__Directions__:
Look through the data below for the string "tree", and copy every line where it turns up.
►
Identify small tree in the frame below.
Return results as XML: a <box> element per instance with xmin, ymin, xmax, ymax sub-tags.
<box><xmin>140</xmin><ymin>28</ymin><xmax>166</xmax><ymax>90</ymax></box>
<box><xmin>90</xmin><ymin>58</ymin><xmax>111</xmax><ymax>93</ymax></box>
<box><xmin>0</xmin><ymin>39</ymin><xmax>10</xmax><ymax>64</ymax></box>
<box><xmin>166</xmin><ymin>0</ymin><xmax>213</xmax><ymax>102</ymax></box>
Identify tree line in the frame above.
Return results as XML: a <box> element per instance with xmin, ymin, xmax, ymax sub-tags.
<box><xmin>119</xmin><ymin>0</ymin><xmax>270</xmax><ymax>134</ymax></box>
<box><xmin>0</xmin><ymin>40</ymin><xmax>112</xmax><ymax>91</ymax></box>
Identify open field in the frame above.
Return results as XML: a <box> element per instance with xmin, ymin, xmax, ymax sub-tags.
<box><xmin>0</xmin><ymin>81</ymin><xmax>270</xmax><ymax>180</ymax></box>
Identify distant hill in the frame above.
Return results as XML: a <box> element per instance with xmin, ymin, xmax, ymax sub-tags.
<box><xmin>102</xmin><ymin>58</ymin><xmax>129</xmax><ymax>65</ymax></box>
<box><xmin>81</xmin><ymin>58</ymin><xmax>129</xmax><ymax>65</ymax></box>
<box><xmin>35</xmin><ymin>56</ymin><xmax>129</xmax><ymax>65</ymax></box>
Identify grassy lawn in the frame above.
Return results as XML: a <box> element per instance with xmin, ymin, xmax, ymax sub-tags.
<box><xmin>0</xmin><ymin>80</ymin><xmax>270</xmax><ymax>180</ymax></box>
◄
__Expected answer__:
Identify small tree in the frame below.
Identify tree line in the frame above.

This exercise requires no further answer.